Directions for this task: Put every line of the entries below into a numbered list, leaving out any blank lines.

-- Start of Information supplied --

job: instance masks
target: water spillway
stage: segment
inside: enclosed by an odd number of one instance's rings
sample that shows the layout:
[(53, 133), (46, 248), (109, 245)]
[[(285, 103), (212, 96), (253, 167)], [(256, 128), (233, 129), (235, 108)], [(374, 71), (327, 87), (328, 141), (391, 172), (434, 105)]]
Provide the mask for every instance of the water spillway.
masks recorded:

-- End of Information supplied --

Exercise solution:
1. job: instance masks
2. target: water spillway
3. stage: segment
4. inside: enclosed by an odd number of one instance's rings
5. sample that shows the layout:
6. [(53, 133), (46, 248), (109, 245)]
7. [[(285, 103), (212, 96), (253, 167)], [(256, 128), (233, 129), (235, 108)], [(374, 71), (327, 87), (328, 141), (391, 172), (434, 105)]]
8. Provide the mask for every instance of the water spillway.
9. masks recorded:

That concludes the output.